* Your instructions
Can you convert the listing below into a Markdown table with two columns, Row and Line, giving each non-blank line its own numbered row and leaving out blank lines?

***** The input

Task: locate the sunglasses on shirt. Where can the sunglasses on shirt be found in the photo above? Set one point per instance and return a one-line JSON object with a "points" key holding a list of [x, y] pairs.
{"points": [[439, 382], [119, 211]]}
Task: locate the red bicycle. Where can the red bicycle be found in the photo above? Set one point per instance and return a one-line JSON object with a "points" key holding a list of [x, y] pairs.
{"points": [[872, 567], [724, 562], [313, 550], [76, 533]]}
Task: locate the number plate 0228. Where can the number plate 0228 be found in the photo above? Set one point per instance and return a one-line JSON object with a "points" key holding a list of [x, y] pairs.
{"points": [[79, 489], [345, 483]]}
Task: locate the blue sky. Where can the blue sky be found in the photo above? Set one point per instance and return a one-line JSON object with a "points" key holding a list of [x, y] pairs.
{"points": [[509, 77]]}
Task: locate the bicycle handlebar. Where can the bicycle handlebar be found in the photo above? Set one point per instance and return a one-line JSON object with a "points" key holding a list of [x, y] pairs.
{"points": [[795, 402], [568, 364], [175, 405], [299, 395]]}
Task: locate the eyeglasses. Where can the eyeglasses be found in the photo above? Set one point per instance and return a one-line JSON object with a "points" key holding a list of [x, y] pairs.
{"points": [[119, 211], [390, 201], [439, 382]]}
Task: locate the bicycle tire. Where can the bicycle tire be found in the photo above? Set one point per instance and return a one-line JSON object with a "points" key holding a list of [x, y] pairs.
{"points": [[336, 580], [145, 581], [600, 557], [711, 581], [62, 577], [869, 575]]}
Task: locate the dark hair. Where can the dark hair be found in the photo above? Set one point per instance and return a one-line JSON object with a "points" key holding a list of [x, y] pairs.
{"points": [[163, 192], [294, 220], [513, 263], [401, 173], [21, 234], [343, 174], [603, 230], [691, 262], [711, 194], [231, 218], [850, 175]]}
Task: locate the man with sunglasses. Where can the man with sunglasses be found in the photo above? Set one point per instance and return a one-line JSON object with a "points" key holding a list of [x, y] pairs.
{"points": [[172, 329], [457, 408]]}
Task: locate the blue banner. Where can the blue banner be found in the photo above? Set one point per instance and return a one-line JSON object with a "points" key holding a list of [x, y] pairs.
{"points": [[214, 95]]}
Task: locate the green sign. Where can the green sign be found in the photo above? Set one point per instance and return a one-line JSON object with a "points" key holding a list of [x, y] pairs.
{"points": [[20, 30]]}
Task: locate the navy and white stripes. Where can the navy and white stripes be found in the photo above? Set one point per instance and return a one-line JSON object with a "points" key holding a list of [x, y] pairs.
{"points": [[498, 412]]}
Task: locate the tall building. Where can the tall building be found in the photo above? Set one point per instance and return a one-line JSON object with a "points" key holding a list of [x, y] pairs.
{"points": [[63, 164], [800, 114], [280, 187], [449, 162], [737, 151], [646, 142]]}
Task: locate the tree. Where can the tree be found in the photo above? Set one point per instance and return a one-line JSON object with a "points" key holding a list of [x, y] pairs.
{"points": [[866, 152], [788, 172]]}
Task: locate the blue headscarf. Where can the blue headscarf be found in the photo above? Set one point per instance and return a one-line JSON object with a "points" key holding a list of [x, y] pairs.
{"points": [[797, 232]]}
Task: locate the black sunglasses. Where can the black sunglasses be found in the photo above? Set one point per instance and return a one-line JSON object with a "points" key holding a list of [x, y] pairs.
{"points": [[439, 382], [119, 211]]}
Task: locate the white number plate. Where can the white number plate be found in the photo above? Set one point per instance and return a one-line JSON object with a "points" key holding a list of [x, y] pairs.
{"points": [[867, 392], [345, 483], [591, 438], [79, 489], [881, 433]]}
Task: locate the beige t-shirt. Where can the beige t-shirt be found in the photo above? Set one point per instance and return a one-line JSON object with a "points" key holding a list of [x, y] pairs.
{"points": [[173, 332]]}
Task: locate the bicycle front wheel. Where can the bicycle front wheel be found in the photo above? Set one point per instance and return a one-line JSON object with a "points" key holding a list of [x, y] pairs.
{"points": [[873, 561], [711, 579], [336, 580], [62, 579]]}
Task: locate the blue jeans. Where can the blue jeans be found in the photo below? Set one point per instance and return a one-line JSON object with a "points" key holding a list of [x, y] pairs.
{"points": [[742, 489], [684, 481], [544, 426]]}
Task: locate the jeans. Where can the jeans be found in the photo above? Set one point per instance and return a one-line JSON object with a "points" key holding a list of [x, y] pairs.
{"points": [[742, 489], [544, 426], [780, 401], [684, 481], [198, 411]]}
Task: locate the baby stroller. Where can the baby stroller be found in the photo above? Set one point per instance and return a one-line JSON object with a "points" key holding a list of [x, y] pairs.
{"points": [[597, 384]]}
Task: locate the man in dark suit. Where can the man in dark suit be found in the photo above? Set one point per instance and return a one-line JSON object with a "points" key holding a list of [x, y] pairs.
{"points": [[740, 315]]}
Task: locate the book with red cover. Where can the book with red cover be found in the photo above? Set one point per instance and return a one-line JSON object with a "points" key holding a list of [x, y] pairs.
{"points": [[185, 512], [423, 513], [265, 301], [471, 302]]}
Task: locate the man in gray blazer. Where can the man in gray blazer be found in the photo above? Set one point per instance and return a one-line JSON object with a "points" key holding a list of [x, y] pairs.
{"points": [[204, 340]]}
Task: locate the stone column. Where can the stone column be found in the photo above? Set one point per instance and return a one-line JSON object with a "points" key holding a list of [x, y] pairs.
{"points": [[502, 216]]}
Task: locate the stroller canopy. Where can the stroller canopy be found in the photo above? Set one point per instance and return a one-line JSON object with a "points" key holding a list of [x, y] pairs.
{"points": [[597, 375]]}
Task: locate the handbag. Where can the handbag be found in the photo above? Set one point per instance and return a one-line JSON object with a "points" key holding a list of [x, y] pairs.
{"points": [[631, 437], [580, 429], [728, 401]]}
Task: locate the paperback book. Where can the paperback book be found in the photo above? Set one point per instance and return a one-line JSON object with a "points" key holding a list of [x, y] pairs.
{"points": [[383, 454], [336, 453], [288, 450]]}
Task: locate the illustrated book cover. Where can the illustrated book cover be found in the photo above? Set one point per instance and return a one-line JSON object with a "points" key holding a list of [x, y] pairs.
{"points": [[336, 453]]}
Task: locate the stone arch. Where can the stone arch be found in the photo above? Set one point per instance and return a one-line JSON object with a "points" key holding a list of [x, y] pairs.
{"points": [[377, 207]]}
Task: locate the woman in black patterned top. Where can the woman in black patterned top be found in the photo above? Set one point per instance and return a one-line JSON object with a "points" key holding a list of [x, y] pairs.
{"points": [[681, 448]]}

**********

* Response below
| Row | Line |
|---|---|
| 1 | Task: locate the sunglasses on shirt. Where can the sunglasses on shirt be found in the photo above? Set one point per instance and return a one-line JSON object with a "points" key holding a list of [x, y] pairs. |
| 2 | {"points": [[439, 382], [119, 211]]} |
| 3 | Task: locate the red bicycle. Where can the red bicycle be found in the photo above? Set one point per instance and return a one-line JSON object with a "points" key holding a list of [x, y] pairs. |
| 4 | {"points": [[872, 567], [724, 562], [313, 550], [76, 533]]} |
| 5 | Task: locate the number plate 0228. Where can the number plate 0228 be found in the photo above? Set one point per instance and return a one-line JSON object with a "points" key holding a list of [x, y] pairs. |
| 6 | {"points": [[79, 489], [345, 483]]} |
| 7 | Task: locate the blue sky. Where can the blue sky be found in the photo above? Set one point per instance and return a one-line JSON object with a "points" key holding a list of [x, y] pairs. |
| 8 | {"points": [[509, 77]]} |
| 9 | Task: locate the bicycle handlebar. Where can the bicycle handlebar be found in the photo above? Set one point per instance and return a one-line JSON object with a "points" key holding a list of [x, y] pairs. |
| 10 | {"points": [[795, 402], [568, 364], [175, 405], [299, 395]]} |
| 11 | Task: locate the eyeglasses. Where can the eyeglasses be found in the photo above? Set one point per instance and return a one-line JSON object with a "points" key holding a list of [x, y] pairs. |
| 12 | {"points": [[119, 211], [390, 201], [439, 382]]} |
| 13 | Task: locate the bicycle tire. Where can the bicycle tire be found in the photo above? Set one point per instance and return a one-line JSON object with a "points" key holding a list of [x, y] pairs. |
| 14 | {"points": [[336, 580], [145, 581], [600, 557], [711, 581], [62, 577], [869, 575]]} |
| 15 | Task: locate the dark hair. Where can the dark hair be found in the photo above? Set one point per instance and return a one-line JSON object with a "points" key holding a list of [x, y] pairs. |
| 16 | {"points": [[163, 192], [294, 220], [513, 263], [401, 173], [21, 234], [343, 174], [603, 230], [691, 262], [711, 194], [231, 218], [850, 175]]} |
| 17 | Task: locate the man with sunglasses. Where can the man with sunglasses be found in the photo above? Set one point per instance and return a one-line JSON object with a "points" key holding a list of [x, y] pairs. |
| 18 | {"points": [[172, 329], [457, 408]]} |
| 19 | Task: locate the blue banner. Where can the blue banner be found in the photo above? Set one point per instance and return a one-line JSON object with a "points" key holding a list of [x, y] pairs. |
| 20 | {"points": [[214, 95]]} |
| 21 | Task: locate the green sign. Where can the green sign be found in the photo above? Set one point per instance and return a one-line JSON object with a "points" key holding a list of [x, y] pairs. |
| 22 | {"points": [[20, 30]]} |
| 23 | Task: locate the navy and white stripes. Where can the navy and white stripes be found in the photo above? Set one point per instance and return a one-line JSON object with a "points" key holding a list of [x, y] pairs. |
| 24 | {"points": [[498, 412]]} |
| 25 | Task: locate the tall building. Where can the tall building be found in the photo above? Set one point per instance and return a one-line JSON object with a "points" key holding a list of [x, y] pairs. |
| 26 | {"points": [[63, 164], [800, 114], [280, 187], [449, 162], [737, 151], [646, 142]]} |
| 27 | Task: locate the tree. Where can the tree be found in the photo above? Set one point per instance and return a one-line JSON object with a "points" key holding a list of [x, y] pairs. |
| 28 | {"points": [[866, 152], [788, 172]]} |
| 29 | Task: locate the blue headscarf. Where can the blue headscarf be found in the photo above? Set one point per instance and return a one-line JSON object with a "points" key holding a list of [x, y] pairs. |
| 30 | {"points": [[797, 232]]} |
| 31 | Task: locate the black sunglasses. Where can the black sunglasses be found in the photo above? Set one point per instance and return a one-line JSON object with a "points" key holding a list of [x, y] pairs. |
| 32 | {"points": [[439, 382], [119, 211]]} |
| 33 | Task: locate the white number plate. Where can the white number plate be found in the photo above? Set one point per instance and return a one-line JSON object with a "points" key holding a list of [x, y] pairs. |
| 34 | {"points": [[867, 392], [345, 483], [591, 438], [79, 489], [881, 433]]} |
| 35 | Task: locate the beige t-shirt. Where can the beige t-shirt be found in the photo above? Set one point per instance and return a one-line JSON object with a "points" key holding a list of [x, y] pairs. |
| 36 | {"points": [[173, 332]]} |
| 37 | Task: locate the bicycle front wheel. Where can the bicycle front wheel be found in the photo above? Set one point per instance and return a one-line JSON object with a "points" key holding a list of [x, y] pairs. |
| 38 | {"points": [[873, 561], [711, 579], [336, 580], [62, 579]]} |
| 39 | Task: locate the blue jeans. Where can the blue jeans be found in the photo below? Set one point per instance and return a one-line JSON object with a "points" key holding a list of [x, y] pairs. |
| 40 | {"points": [[742, 489], [684, 481], [544, 426]]} |
| 41 | Task: locate the jeans. Where can the jeans be found in the photo above? Set one point per instance and return a one-line JSON object with a "points" key holding a list of [x, y] pairs. |
| 42 | {"points": [[742, 489], [544, 426], [780, 401], [684, 481], [198, 411]]} |
| 43 | Task: locate the baby stroller. Where can the baby stroller be found in the photo above? Set one point per instance and return a one-line JSON object with a "points" key holding a list of [x, y] pairs. |
| 44 | {"points": [[597, 384]]} |
| 45 | Task: locate the man in dark suit. Where can the man in dark suit be found in the photo above? Set one point per instance and return a one-line JSON object with a "points" key holding a list of [x, y] pairs. |
| 46 | {"points": [[740, 315]]} |
| 47 | Task: locate the book with red cover. Where can the book with red cover be found in the photo above? Set one point per instance and return a one-line JSON object with a "points" key holding a list of [x, y] pairs. |
| 48 | {"points": [[185, 512], [423, 513], [265, 301], [471, 302]]} |
| 49 | Task: locate the man in gray blazer. Where can the man in gray blazer be found in the photo above? Set one point per instance and return a one-line JSON object with a "points" key holding a list of [x, y] pairs. |
| 50 | {"points": [[204, 340]]} |
| 51 | Task: locate the stone column. Where can the stone column be found in the photo above? Set one point per instance and return a one-line JSON object with a "points" key holding a list of [x, y] pairs. |
| 52 | {"points": [[502, 216]]} |
| 53 | Task: locate the stroller canopy. Where can the stroller canopy be found in the photo above? Set one point per instance and return a one-line JSON object with a "points" key holding a list of [x, y] pairs. |
| 54 | {"points": [[597, 375]]} |
| 55 | Task: locate the handbag. Where can the handbag be found in the photo above? Set one point per instance and return a one-line JSON object with a "points" key holding a list of [x, y] pairs. |
| 56 | {"points": [[631, 437], [580, 429], [728, 401]]} |
| 57 | Task: locate the paperback book. Where can the paperback book be found in the photo above? Set one point per instance and return a one-line JSON object with a "points" key holding a list of [x, y] pairs. |
| 58 | {"points": [[383, 454], [336, 453], [288, 450]]} |
| 59 | Task: locate the illustrated book cover. Where can the illustrated book cover be found in the photo above? Set one point per instance and return a one-line JSON object with a "points" key holding a list of [x, y] pairs. |
| 60 | {"points": [[336, 453]]} |
| 61 | Task: locate the stone arch. Where can the stone arch be found in the photo above? Set one point per instance and return a one-line JSON object with a "points" key holding a list of [x, y] pairs. |
| 62 | {"points": [[377, 207]]} |
| 63 | Task: locate the woman in black patterned top. Where can the woman in black patterned top be found in the photo above? Set one point per instance and return a one-line JSON object with a "points" key holding a list of [x, y] pairs. |
| 64 | {"points": [[681, 448]]} |